**ЗАДАНИЕ**:
Продолжите текст о том, заботятся ли западные народы о спасении души. Начните сразу после его последнего предложения.

**ФРАГМЕНТ ТЕКСТА**:
* * * *

Впрочем, противуполагая русский народ как исключительно заботящийся о спасении души народам западным, преданным столь же исключительно устроению общественных порядков, почтенный автор одинаково несправедлив к обеим сторонам. Во-первых, любопытно узнать, когда именно западные народы перестали заботиться о спасении души? В средние века заботились; в эпоху Реформации – также. Да и в настоящее время, о чем, как не о спасении души, стараются такие западные люди, как, например, отец Дамиан, посвятивший свою жизнь ухаживанью за прокаженными дикарями с постоянною опасностью заразиться самому, что под конец и случилось. О какой формальной законности, о каких внешних организациях и гарантиях думал этот западный человек? Конечно, отцы Дамианы не составляют большинства на Западе; но ведь святые и на «святой Руси» не на каждом шагу попадаются.

* * * *

**Фрагменты данных с указанием точек**:
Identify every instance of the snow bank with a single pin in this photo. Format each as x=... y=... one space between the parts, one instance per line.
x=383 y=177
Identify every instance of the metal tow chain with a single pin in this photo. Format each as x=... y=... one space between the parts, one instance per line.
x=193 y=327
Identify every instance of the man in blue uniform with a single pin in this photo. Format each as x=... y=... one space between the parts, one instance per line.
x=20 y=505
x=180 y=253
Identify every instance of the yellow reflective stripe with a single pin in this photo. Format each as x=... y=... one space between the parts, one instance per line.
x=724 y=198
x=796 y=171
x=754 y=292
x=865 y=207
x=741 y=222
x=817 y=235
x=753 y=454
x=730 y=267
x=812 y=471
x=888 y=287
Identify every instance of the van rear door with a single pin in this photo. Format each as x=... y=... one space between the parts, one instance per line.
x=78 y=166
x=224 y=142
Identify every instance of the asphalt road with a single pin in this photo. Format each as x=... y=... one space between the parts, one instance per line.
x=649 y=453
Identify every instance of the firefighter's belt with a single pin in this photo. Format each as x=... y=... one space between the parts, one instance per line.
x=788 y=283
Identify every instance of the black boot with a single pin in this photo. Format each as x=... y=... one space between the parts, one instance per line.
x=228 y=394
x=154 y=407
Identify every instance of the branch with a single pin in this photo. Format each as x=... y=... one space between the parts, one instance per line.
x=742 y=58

* * * *

**ОТВЕТ**:
С другой стороны, несправедливо, будто русский народ думает только о личном спасении души. Как объяснить тогда его историческую жизнь, все те великие труды, которые он положил на устроение и охранение своего государства? Об этих трудах рассуждает и г-н Астафьев [290] , но не показывает, как можно связать их с мыслью об исключительно личном спасении души по его понятию, ибо для такого спасения государство очевидно вовсе не нужно.

Поистине же, «спасение души» и «устроение общественных форм» не могут противополагаться друг другу, а относятся между собою как цель и средства. Спасение души есть окончательная цель, а организация наилучших социальных порядков для общего блага во имя деятельной любви к страждущему человечеству – есть одно из необходимых средств для этой цели. Если до некоторой степени справедливо, что западные народы, хотя и не исключительно, как утверждает г-н Астафьев, а лишь сравнительно более обращают внимание на средства исторической жизни, теряя иногда из виду ее высшую цель, а, с другой стороны, русские, думая более об этой цели, пренебрегают некоторыми необходимыми условиями и средствами для ее достижения, то такой обоюдный недостаток должен быть, ради общих интересов человечества, исправлен более тесным сближением и согласным взаимодействием обеих сторон, основанным не на самодовольстве, а на самосознании.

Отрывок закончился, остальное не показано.